[Begin]

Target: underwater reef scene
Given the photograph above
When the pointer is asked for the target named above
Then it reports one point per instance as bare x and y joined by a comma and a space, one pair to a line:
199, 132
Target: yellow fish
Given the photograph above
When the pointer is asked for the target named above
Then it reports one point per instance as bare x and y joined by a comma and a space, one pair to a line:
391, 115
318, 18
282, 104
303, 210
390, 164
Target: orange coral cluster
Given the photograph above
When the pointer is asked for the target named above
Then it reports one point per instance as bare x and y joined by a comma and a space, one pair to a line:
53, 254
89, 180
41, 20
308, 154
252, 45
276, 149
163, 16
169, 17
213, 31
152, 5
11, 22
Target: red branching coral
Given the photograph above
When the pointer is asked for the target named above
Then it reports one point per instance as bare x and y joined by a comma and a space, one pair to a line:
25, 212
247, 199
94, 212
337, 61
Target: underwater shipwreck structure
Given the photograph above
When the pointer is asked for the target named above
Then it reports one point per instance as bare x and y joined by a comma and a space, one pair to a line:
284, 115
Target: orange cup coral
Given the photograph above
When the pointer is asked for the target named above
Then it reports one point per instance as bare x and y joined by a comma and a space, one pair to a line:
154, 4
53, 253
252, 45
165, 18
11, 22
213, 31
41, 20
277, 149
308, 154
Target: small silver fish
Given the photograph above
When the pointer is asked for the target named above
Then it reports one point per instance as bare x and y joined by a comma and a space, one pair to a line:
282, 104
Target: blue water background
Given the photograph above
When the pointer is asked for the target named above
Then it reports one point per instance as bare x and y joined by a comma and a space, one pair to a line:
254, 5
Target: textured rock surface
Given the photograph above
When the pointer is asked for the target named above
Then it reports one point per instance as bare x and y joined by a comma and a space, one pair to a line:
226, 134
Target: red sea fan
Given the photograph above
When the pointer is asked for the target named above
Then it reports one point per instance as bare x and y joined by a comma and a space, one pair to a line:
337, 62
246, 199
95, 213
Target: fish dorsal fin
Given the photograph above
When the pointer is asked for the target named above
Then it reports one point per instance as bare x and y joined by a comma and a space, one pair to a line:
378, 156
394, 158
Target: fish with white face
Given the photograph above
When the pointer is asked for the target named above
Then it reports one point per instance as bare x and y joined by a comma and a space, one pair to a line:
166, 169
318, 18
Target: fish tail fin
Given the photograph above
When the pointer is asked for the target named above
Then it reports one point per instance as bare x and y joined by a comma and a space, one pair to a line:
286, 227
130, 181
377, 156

[End]

• Request:
Give back all of the entries above, unchanged, line for line.

• Reply:
Target: underwater reef scene
Given the photograph above
When the pointer is asked for the target named above
Then it reports one point per instance as bare x and y joined by a comma and a space, one pair to a line:
199, 132
Target: yellow fish
Given the photograph above
When the pointer is asked for the target named above
Then it reports one point per instance as bare x and y joined by a comma and a space, one pair to a line:
391, 115
318, 18
282, 104
303, 210
390, 164
Target: orange coral cluster
Given the photograph above
When the pointer is asked for the target named above
Then it reports one point per instance as bare x and y joined by a comma and a space, one pair to a line:
53, 254
89, 180
41, 20
308, 154
252, 45
276, 149
163, 16
169, 17
213, 31
152, 5
11, 22
Target: red branching coral
Given the photograph above
When the pointer is asked for the target named above
Then it reports one point per instance as bare x and y joined by a comma and a space, one pair to a line:
25, 212
247, 199
94, 212
337, 61
Target: underwater shipwreck structure
Given the photograph above
When the pointer is asked for the target named above
Then it reports one point per instance as bare x and y joined by a comma and a space, one pair to a line:
284, 115
Target: orange cup coral
Given the photograph above
When the pointer is asked for the target named above
Then it reports one point per instance as bare x and y joined by a comma and a space, one pair to a line:
154, 4
53, 253
252, 45
165, 18
11, 22
213, 31
41, 20
277, 149
308, 154
Target: small silver fish
Given the photograph above
When the pointer is asked for the target named above
Then it reports one point per instance as bare x and y joined by a comma and a space, one pair to a line:
282, 104
Target: blue water background
Given the photograph above
When the pointer is asked for the target named above
Then it reports one point per instance as bare x and y joined by a comma and a space, one pair to a line:
254, 5
Target: textured rock surface
Given the photograph above
When the pointer is asked for the target named above
Then it reports one point per instance as bare x and y joined by a comma and a space, one pair to a line:
226, 134
Target: red sea fan
Given the photograph above
When the pointer is asked for the target named above
Then it reports one point per instance as bare x and y joined by a comma and a space, one pair to a line:
337, 62
246, 199
95, 213
Target: fish dorsal fin
Given the photograph above
When the pointer is asked for the target named above
Then it reports one point per instance as bare x and y joined by a comma and a space, one pair to a line:
378, 156
394, 158
Target: fish with white face
Given the photograph above
When the pointer is asked for the target named above
Then it reports one point per instance as bare x and y joined by a comma and a space, one pair to a line:
166, 169
318, 18
Target: fish tail fin
Given the photograph above
When the pointer is asked for the target named above
Then it reports one point per instance as bare x and y joined by a comma and a space, one pair to a line:
286, 227
130, 181
377, 156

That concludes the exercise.